- 課題内容: 下の記事をもとに答えてください。Giang氏によれば、新型コロナウイルスの再拡大で操業停止に追い込まれた南部地方の繊維・衣料品メーカーは何%ですか。

このほど、ベトナム商工会議所(VCCI)と中央経済管理研究所(CIEM)は、新型コロナウイルス感染症発生時でも生産活動を停滞させない対応策について議論するワークショップを開催した。
ベトナム繊維・アパレル協会(Vitas)の会長であるVu Duc Giang氏は、首相指示第16号による全国規模の社会隔離の実施で経済界は圧力を受け、南部19州の生産活動の障害になっていることを指摘した。地方自治体が指示に対して柔軟に取り組まず、新型コロナウイルス感染発症事例がなくても、事業を閉鎖せざるを得ない企業もあるという。
Giang氏によると、新型コロナウイルスの再拡大により、南部地方の繊維・衣料品メーカーの97%が操業停止に追い込まれたという。
繊維・衣料品業界は、生産能力のわずか10〜15%で運営されているが、ベトナムの企業は、海外のパートナー企業から衣類などの製品納入を急かされている。セールシーズンが終わってしまってからでは、どこも製品を受け取りたくないからである。
衣料品メーカーの中には、北部の下請け企業へアウトソーシングを検討するところもあったが、資材の輸送が容易ではなく、途中で検問を受ける恐れもある。
だからと言って、他国へ発注をシフトするのは一時的な対処に過ぎず、長期的に見ても、ベトナムは衣料品ブランドにとって、最適な国の一つであることに変わりはない。

(データセットの抜粋)
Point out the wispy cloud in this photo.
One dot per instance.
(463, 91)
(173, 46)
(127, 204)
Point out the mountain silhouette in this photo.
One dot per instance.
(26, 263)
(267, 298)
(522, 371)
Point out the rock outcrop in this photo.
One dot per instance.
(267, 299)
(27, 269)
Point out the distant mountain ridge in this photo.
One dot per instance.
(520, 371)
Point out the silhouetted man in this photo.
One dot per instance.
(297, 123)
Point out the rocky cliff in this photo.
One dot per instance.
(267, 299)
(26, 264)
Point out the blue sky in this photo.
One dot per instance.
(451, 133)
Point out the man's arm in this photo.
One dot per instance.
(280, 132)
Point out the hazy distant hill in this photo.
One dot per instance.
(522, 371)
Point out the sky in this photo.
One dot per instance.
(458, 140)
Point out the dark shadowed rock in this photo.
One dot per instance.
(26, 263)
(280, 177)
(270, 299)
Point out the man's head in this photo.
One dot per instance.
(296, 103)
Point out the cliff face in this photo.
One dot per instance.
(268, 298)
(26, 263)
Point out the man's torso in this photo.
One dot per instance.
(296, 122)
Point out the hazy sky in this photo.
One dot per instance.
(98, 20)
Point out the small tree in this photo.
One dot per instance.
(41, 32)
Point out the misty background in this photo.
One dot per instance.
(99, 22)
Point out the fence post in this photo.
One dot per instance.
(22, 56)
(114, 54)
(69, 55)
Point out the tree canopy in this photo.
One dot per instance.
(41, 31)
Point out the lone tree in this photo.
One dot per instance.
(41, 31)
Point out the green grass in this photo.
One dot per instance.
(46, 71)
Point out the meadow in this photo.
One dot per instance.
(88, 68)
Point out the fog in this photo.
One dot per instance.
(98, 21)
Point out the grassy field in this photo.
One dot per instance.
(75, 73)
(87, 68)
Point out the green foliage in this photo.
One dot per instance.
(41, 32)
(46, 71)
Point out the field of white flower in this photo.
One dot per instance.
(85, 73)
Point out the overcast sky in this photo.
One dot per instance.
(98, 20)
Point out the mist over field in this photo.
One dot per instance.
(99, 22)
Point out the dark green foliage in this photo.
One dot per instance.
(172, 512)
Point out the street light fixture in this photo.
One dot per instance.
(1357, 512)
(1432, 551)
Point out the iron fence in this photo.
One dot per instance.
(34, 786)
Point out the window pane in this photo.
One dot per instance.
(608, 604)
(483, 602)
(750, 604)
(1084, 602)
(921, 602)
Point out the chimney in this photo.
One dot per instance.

- 回答: 97%です。